┌─ Sağlanan metin
"Hayatı sana vermekle, cüz’iyetten bir nevi külliyete ve insaniyeti vermekle hakiki külliyete ve İslamiyet'i vermekle ulvi ve nurani bir külliyete ve marifet ve muhabbeti vermekle muhit bir nura seni çıkarmış." İzah eder misiniz?
Değerli Kardeşimiz;
Hayatımız olmasaydı, biz de bu kâinatın küçük bir cüz’ü, bir parçası olurduk. Hayatın ihsan edilmesiyle, cansız bir cüz’ olmaktan kurtulup küllîleştik. Geceyle, gündüzle, hava ile su ile Güneş’le, Ay’la, baharla, yazla irtibatımız oldu. Böylece bir nevi küllileşmiş olduk.
İnsaniyetin verilmesiyle bizi kuşatan bu âlemle sadece maddi ihtiyaçlarımıza dayanan bir alaka kurmayı aşarak, o varlıkların ne olduklarını, ne gibi hususiyetler taşıdıklarını, bize ne gibi faydalar sağladıklarını araştırıp bulmakla hakiki külliyete erdik.
└─
┌─ Veri alıntısı
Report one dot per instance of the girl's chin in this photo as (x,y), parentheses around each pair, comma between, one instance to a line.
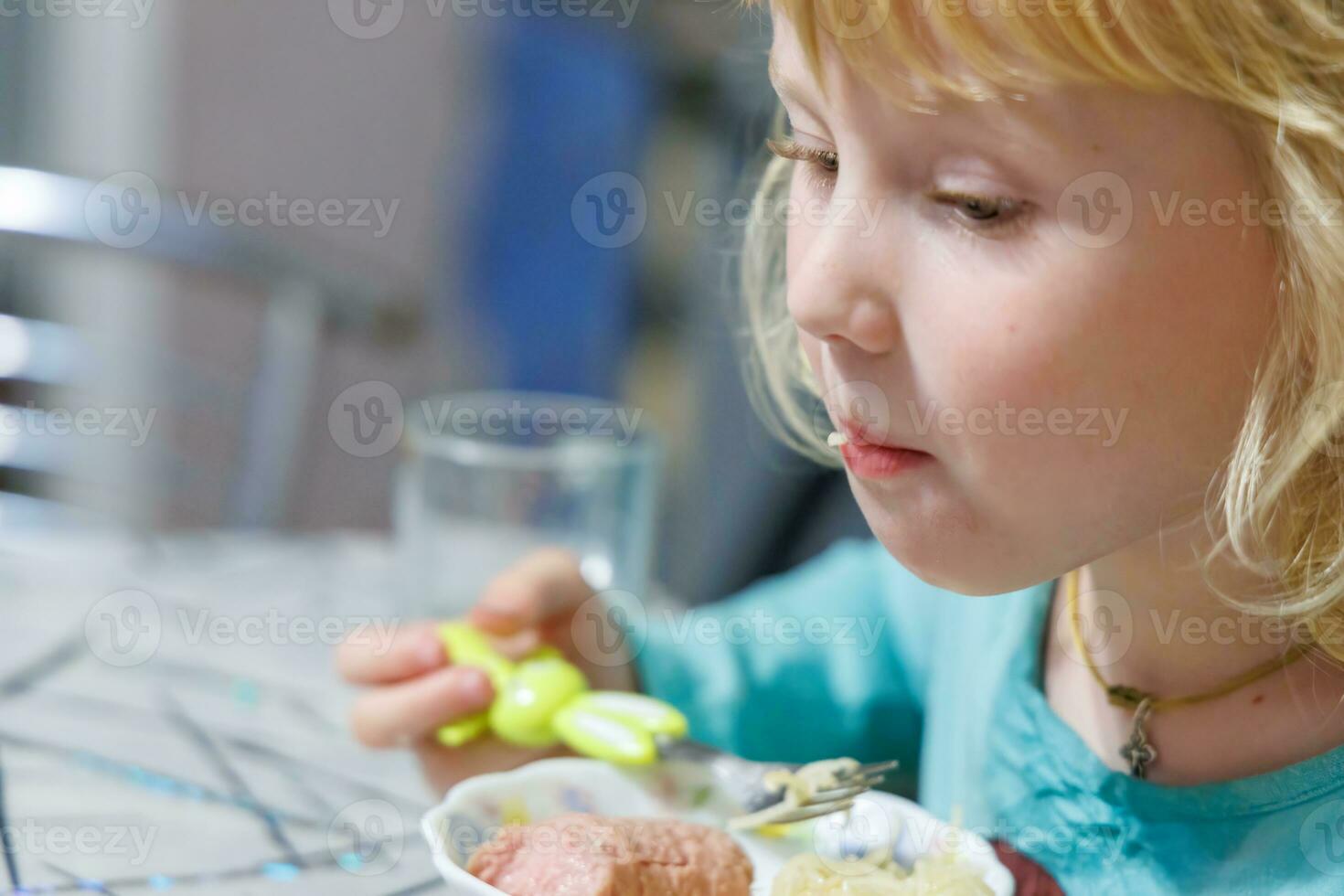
(943,551)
└─
Gereksinim: Hayat ve külliyet üzerine olan metinde, hayatın ihsan edilmesiyle irtibatımız olduğu söylenen şeylerin hepsini metindeki sırayla yazın.

Yanıt: Gece, gündüz, hava, su, Güneş, Ay, bahar, yaz.